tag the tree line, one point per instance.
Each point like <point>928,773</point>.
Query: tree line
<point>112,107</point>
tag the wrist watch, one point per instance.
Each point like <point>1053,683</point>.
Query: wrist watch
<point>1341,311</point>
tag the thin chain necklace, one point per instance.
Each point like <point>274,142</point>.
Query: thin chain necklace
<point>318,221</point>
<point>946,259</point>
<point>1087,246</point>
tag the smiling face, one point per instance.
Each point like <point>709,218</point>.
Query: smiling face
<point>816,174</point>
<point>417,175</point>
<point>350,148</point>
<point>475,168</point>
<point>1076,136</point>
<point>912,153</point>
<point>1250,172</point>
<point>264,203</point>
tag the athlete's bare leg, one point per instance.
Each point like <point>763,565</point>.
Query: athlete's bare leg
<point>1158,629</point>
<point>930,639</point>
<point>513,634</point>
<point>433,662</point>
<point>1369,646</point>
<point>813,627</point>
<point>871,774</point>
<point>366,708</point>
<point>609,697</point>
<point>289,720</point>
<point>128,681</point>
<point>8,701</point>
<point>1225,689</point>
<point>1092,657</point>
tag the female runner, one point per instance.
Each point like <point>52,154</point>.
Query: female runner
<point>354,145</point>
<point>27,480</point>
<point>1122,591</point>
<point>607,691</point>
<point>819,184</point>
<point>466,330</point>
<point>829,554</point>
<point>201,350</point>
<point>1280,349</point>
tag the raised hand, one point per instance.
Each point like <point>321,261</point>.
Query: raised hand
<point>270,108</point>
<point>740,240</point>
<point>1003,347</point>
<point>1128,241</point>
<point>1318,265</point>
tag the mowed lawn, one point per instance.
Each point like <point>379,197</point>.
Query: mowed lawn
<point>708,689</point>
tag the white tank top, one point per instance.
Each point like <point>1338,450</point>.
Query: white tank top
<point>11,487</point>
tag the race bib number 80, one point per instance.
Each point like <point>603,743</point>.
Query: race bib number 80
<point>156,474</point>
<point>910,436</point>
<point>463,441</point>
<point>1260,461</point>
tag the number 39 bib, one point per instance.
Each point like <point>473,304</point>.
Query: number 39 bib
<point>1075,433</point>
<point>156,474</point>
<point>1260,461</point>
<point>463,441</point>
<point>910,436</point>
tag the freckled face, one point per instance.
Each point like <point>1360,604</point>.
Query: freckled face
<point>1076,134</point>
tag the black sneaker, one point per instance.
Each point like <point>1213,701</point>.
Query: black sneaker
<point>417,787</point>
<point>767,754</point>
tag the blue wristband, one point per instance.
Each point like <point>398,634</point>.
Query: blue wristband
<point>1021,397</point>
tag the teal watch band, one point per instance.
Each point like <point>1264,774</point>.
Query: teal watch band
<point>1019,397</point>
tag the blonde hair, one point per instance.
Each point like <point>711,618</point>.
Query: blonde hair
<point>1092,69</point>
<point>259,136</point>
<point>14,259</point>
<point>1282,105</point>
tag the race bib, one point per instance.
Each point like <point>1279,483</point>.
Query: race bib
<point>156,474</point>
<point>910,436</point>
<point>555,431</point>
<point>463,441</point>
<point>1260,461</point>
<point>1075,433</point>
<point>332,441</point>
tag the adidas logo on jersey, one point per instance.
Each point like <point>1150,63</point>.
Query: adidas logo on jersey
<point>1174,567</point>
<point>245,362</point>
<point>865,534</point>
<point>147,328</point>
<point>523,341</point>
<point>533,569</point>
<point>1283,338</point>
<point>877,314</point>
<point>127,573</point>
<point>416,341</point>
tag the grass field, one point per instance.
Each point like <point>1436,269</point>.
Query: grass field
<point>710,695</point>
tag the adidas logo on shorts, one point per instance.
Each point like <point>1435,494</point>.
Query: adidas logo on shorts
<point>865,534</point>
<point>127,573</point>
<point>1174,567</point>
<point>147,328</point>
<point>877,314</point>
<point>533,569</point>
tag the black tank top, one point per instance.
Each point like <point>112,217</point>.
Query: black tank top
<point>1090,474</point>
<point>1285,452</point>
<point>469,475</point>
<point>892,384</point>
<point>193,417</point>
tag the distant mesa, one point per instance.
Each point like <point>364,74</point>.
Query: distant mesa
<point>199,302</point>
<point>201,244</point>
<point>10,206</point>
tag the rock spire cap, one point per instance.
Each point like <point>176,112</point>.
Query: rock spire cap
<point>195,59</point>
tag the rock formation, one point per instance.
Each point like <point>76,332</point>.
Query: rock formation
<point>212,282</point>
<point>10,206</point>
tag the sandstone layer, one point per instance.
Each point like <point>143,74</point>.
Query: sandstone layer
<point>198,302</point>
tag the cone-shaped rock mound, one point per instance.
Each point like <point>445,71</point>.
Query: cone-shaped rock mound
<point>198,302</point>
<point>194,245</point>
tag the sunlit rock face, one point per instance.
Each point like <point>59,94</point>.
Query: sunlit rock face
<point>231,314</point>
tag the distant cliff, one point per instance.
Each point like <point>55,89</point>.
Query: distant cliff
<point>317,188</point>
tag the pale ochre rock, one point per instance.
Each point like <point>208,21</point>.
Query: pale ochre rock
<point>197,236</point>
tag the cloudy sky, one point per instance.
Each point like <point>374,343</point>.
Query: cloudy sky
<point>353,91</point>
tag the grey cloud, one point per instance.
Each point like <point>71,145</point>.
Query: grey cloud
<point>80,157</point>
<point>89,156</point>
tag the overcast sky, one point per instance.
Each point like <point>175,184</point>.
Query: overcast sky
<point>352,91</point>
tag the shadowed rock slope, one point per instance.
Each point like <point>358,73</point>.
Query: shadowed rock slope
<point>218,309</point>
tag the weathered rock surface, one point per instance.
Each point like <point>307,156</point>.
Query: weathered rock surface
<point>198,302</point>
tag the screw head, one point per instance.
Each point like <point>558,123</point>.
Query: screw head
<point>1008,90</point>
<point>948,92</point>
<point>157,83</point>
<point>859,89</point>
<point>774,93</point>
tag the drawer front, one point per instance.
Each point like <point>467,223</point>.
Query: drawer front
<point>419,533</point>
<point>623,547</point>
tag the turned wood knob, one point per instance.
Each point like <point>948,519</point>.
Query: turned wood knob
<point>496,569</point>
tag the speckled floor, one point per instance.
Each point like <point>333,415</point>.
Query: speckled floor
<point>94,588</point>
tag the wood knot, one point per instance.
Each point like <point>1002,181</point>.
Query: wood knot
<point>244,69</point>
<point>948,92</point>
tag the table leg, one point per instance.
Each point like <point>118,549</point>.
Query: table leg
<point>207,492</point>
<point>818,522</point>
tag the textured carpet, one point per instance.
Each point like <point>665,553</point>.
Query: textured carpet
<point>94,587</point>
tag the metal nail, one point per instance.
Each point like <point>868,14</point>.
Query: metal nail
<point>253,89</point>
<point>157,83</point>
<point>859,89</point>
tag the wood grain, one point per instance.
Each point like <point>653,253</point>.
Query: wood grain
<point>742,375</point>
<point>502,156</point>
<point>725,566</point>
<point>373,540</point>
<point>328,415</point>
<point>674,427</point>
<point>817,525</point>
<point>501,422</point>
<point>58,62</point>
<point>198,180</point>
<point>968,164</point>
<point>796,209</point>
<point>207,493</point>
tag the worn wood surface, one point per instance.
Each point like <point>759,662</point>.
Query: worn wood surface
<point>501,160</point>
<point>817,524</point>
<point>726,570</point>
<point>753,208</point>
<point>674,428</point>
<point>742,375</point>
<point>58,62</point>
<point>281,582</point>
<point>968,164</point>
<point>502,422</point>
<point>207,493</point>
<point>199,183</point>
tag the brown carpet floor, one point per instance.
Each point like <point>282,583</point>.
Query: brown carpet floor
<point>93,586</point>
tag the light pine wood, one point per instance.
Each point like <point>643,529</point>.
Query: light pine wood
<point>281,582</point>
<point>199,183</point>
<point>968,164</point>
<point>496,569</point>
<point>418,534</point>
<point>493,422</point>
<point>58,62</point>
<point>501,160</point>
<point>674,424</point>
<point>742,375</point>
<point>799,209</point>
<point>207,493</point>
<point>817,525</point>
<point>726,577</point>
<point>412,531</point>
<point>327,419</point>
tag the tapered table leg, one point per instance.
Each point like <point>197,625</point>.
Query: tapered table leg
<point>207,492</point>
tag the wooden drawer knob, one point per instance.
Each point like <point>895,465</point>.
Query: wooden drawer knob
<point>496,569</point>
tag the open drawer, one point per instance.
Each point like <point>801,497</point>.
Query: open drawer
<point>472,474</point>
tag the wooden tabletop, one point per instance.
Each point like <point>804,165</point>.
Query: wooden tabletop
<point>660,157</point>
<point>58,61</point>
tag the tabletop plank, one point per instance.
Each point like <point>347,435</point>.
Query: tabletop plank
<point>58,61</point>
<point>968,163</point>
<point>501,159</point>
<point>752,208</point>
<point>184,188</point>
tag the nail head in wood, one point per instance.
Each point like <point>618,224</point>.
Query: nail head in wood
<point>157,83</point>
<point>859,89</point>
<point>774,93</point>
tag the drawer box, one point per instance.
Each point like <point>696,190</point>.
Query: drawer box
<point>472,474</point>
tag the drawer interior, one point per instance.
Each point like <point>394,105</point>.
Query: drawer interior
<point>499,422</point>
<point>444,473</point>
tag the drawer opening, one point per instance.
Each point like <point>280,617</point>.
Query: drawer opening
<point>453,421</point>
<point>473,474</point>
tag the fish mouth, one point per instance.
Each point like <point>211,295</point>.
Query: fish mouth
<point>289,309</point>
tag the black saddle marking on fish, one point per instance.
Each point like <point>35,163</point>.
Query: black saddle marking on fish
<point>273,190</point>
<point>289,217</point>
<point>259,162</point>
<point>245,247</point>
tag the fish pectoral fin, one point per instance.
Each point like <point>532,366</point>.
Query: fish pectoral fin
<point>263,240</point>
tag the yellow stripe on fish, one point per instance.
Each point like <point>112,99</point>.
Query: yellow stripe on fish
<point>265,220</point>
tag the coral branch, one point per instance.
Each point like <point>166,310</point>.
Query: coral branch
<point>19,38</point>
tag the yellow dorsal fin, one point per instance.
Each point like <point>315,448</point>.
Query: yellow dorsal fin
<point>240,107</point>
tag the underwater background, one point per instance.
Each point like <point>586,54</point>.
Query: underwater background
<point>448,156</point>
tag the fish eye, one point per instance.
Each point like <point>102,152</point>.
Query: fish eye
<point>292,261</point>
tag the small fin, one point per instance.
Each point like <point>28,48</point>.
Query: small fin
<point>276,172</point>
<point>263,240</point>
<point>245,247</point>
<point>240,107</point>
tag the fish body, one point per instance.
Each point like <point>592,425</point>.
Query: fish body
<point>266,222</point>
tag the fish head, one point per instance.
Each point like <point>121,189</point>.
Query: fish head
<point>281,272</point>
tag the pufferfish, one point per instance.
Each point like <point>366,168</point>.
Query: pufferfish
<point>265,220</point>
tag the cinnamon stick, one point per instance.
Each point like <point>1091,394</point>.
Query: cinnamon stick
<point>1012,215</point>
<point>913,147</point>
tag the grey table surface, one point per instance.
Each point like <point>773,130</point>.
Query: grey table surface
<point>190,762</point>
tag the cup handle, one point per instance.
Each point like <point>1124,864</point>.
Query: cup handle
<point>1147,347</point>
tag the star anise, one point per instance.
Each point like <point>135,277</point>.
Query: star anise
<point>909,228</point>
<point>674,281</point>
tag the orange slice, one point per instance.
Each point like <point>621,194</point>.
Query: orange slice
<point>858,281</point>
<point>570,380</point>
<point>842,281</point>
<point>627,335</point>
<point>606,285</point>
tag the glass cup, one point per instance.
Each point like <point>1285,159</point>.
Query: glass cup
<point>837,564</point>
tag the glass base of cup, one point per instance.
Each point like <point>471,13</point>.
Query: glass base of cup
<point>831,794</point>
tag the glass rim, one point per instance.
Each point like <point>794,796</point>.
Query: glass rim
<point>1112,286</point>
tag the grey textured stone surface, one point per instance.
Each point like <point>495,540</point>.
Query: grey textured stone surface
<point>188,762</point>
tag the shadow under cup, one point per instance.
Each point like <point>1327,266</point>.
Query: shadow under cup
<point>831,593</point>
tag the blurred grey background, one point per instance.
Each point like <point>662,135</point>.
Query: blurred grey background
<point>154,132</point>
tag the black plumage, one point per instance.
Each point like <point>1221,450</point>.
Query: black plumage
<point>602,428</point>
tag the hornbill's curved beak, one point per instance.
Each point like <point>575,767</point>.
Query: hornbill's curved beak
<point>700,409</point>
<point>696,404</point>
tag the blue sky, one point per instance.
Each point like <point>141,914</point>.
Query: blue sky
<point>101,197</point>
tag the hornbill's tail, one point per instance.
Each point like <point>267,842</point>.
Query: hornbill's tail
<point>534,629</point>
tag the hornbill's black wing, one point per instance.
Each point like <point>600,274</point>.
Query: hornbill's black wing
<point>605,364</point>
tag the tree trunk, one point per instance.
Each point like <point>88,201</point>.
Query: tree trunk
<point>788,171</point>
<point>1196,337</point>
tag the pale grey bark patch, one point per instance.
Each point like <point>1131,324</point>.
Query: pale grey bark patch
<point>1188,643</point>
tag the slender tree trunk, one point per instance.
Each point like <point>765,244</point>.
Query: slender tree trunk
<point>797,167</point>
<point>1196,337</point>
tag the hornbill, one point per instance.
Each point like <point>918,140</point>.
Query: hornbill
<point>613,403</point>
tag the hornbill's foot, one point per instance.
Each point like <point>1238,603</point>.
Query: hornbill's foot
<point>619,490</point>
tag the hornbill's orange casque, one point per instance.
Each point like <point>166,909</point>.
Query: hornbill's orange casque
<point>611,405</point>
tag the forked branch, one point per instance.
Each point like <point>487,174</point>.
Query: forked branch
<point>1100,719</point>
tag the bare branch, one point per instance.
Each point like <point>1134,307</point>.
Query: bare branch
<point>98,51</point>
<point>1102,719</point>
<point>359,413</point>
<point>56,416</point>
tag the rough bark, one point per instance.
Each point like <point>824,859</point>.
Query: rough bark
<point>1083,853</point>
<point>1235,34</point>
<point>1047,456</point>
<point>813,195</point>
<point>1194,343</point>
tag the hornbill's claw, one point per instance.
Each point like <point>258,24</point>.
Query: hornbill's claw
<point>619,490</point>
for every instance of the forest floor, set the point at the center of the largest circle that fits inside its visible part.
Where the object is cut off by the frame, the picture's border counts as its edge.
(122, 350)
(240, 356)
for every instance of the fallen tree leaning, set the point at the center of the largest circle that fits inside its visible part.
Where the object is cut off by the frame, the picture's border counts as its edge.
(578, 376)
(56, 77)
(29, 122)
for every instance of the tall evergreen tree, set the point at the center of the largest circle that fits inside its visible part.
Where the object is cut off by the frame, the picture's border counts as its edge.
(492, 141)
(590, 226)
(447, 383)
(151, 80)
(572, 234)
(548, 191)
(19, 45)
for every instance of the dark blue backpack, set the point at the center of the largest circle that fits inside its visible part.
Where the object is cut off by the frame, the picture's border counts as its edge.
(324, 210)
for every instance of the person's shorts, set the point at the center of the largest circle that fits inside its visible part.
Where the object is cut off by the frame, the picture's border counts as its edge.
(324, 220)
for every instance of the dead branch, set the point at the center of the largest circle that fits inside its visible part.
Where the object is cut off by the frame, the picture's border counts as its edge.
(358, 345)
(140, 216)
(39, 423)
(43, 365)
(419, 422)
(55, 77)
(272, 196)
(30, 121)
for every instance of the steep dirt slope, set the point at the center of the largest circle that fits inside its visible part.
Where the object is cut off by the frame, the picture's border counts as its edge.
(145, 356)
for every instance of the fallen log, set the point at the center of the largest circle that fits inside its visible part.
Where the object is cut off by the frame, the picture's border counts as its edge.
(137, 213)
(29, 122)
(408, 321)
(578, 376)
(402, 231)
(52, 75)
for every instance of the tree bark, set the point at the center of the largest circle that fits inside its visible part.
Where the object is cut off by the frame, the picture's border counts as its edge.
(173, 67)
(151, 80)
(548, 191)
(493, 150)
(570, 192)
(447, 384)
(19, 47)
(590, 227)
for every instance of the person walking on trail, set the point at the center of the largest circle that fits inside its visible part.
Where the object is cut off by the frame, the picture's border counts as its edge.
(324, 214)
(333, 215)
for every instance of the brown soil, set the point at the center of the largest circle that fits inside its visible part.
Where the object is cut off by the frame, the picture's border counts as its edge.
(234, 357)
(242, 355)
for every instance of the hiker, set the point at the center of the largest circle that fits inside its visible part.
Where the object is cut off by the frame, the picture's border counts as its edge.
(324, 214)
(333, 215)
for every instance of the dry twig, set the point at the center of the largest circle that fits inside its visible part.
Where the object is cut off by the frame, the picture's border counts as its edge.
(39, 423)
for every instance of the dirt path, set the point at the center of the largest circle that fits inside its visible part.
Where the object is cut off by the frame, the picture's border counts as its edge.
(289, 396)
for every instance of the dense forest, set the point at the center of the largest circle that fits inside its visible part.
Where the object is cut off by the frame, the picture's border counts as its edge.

[Aim]
Copy out the lines from the line with "tag the sandstone" to the line with "<point>194,245</point>", switching "rock mound" to "boulder pile" and leaving everything else unchanged. Return only those lines.

[Task output]
tag the sandstone layer, one point per instance.
Each point like <point>143,74</point>.
Query: sandstone layer
<point>198,302</point>
tag the cone-shaped boulder pile, one point per instance.
Each point like <point>445,71</point>.
Query: cone-shaped boulder pile
<point>198,302</point>
<point>194,245</point>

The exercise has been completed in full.